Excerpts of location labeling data

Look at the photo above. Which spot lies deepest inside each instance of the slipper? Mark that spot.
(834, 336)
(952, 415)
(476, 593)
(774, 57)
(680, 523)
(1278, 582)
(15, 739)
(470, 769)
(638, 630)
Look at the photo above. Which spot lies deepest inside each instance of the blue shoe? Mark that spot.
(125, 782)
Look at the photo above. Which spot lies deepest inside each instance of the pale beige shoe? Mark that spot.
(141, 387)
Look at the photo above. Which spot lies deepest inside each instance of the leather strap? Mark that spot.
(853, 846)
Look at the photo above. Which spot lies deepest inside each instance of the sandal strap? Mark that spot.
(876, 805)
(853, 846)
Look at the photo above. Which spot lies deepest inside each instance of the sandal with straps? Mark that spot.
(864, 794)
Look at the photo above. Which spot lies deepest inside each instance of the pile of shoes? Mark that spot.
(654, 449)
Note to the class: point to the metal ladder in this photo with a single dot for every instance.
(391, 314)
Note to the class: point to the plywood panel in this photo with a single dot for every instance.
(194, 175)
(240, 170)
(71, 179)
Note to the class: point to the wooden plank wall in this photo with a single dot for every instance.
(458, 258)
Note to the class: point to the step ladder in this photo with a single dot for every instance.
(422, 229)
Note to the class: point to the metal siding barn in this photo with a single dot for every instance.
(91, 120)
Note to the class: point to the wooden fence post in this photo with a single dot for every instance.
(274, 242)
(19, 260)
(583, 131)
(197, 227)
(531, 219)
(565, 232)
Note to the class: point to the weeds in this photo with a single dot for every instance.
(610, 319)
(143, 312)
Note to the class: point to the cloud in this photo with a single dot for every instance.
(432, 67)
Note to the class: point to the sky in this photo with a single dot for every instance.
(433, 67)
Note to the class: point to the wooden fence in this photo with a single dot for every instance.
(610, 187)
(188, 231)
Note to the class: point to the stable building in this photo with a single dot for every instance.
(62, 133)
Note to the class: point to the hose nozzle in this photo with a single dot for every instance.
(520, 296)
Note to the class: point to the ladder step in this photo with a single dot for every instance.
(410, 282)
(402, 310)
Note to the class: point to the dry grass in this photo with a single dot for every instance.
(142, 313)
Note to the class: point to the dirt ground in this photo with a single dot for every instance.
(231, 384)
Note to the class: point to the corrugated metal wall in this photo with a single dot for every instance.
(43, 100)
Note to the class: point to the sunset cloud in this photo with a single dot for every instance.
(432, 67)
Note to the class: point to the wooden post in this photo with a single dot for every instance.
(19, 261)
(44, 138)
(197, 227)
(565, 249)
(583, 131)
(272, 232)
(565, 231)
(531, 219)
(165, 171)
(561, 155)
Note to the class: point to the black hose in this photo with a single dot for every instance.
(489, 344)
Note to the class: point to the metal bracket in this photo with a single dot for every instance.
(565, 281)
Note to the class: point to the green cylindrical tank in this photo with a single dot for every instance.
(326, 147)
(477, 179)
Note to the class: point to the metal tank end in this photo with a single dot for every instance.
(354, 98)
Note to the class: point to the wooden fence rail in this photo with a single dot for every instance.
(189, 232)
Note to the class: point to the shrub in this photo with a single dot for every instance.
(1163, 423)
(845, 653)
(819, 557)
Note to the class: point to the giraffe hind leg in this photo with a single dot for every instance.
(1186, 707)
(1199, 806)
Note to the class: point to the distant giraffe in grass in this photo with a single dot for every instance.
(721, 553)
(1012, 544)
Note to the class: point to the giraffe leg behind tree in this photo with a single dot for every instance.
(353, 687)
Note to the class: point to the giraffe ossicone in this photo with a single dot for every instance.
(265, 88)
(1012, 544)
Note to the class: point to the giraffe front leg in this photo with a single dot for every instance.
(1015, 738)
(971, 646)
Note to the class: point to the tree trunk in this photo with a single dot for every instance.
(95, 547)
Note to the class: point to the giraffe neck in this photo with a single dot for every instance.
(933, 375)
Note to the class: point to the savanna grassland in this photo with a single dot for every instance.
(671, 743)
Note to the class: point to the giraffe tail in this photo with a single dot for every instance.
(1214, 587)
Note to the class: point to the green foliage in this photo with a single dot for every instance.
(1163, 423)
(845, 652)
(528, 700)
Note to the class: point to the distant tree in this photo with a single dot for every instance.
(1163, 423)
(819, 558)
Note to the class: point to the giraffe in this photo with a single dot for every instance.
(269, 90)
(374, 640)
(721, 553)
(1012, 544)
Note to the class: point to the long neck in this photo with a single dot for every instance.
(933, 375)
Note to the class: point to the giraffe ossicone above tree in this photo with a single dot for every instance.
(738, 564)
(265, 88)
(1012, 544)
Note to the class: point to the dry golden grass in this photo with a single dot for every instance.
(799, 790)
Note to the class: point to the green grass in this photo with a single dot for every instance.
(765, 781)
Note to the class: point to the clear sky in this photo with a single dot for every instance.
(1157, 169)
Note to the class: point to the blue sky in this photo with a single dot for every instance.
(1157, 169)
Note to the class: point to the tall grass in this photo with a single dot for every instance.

[The request]
Transcribe every entry exactly.

[Response to the task]
Look at the photo above. Which spot lies deepest inside each instance of the slipper? Mark that spot.
(834, 336)
(952, 415)
(476, 593)
(774, 57)
(680, 523)
(1278, 582)
(15, 739)
(470, 769)
(638, 630)
Look at the photo above. Which spot lies deepest inside each instance of the blue shoe? Mark that spot.
(125, 782)
Look at the photo above. Which spot lies deepest inside each instance of the pale beige shoe? Mark that spot.
(141, 387)
Look at the photo above. Which spot lies deepest inside each instance of the leather strap? Mark that spot.
(853, 846)
Look at the photo above. Which spot lies deepest inside each instance of the sandal strap? Mark that spot.
(876, 805)
(853, 846)
Look at the photo above. Which spot lies deepest inside each instance of the sandal with straps? Mark that spot.
(864, 794)
Look at the photo above. Which spot lies deepest inside each instance of the pile of shoes? Mark that spot.
(654, 449)
Note to the class: point to the metal ladder in this photo with a single dot for every instance.
(391, 314)
Note to the class: point to the plywood panel in this photo with a single dot for every instance.
(194, 175)
(240, 170)
(71, 179)
Note to the class: point to the wooden plank wall in this photo with a single dot for every instance.
(458, 258)
Note to the class: point to the step ladder in this photo with a single dot for every instance.
(422, 229)
Note to the class: point to the metal siding barn in this photo with a single dot for every instance.
(91, 120)
Note to the class: point to the wooden fence post in this photo with a single dot for every instance.
(274, 242)
(19, 260)
(583, 131)
(197, 227)
(531, 219)
(565, 232)
Note to the class: point to the weeds in this photo with a single dot for every instance.
(610, 319)
(143, 312)
Note to the class: point to the cloud in this photo with a single dot for every instance.
(432, 67)
Note to the class: point to the sky in this photo with a single dot for every instance.
(433, 67)
Note to the class: point to the wooden fence in this photo with a single dot for every instance.
(610, 187)
(188, 231)
Note to the class: point to the stable building in this photo with a single dot for every instance.
(62, 133)
Note to the class: point to the hose nozzle in this photo with a single dot for every instance.
(520, 296)
Note to the class: point to the ladder step in this photo with a single dot for every instance.
(410, 282)
(402, 310)
Note to the class: point to the dry grass in this photo with a single dot for every instance.
(142, 313)
Note to the class: point to the dirt ground in this photo with a single dot for every instance.
(231, 384)
Note to the class: point to the corrugated metal wall in this photo with a single dot for every instance.
(43, 100)
Note to the class: point to the sunset cloud in this photo with a single dot for every instance.
(432, 67)
Note to the class: point to the wooden post in this photo with a single dot for every instance.
(19, 261)
(44, 138)
(197, 227)
(565, 249)
(583, 131)
(272, 232)
(565, 231)
(531, 219)
(165, 171)
(561, 155)
Note to the class: point to the black hose in this photo with a single dot for every instance.
(489, 344)
Note to the class: point to the metal bracket in this photo with a single dot for every instance.
(565, 281)
Note to the class: point to the green cylindrical tank in this photo with a single dot for every instance.
(326, 147)
(477, 179)
Note to the class: point to the metal tank end in this photo with a single dot for every instance.
(354, 98)
Note to the class: point to the wooden fence rail in this photo with a single dot for every instance.
(189, 232)
Note to the class: point to the shrub in this photo with a single dot for every instance.
(1163, 423)
(845, 653)
(819, 557)
Note to the class: point to the giraffe hind leg in this photo with a single dot for every instance.
(1186, 707)
(1199, 806)
Note to the class: point to the distant giraffe in grass in this photo with a single dot for every instance.
(721, 553)
(1012, 544)
Note to the class: point to the giraffe leg behind tree in this photo with a single dot for every instance.
(353, 687)
Note to the class: point to the giraffe ossicone in this photo with a single dot for every instance.
(265, 88)
(1012, 544)
Note to the class: point to the giraffe front leg in this photo with a single dot for every instance.
(1015, 738)
(971, 646)
Note to the class: point to the tree trunk in this photo with a single dot for every instance.
(95, 547)
Note to the class: point to the giraffe neck in this photo with a single dot for every instance.
(933, 375)
Note to the class: point to the savanna grassland in this photo with a single dot for every instance.
(671, 743)
Note to the class: point to the giraffe tail in this photo with a single dot for every instance.
(1214, 587)
Note to the class: point to the green foliage in this photo with a single dot for every instance.
(1163, 423)
(845, 652)
(528, 700)
Note to the class: point to the distant tree in this photo with a single dot for every instance.
(1163, 423)
(819, 558)
Note to the class: point to the giraffe in this photo with a single dot for every instance.
(269, 90)
(374, 640)
(721, 553)
(1012, 544)
Note to the class: point to the long neck in this photo with a single dot for every instance.
(933, 375)
Note to the class: point to the giraffe ossicone above tree in this photo with a single dot for every instance.
(738, 564)
(265, 88)
(1012, 544)
Note to the class: point to the dry golden grass in this photo with a single dot for every instance.
(799, 790)
Note to the class: point to the green grass in this photo with a single dot for every instance.
(765, 781)
Note to the class: point to the clear sky in this photo with a single dot for every instance.
(1157, 169)
Note to the class: point to the blue sky in this photo with a single dot for every instance.
(1157, 169)
Note to the class: point to the tall grass in this photo with a single dot for every instance.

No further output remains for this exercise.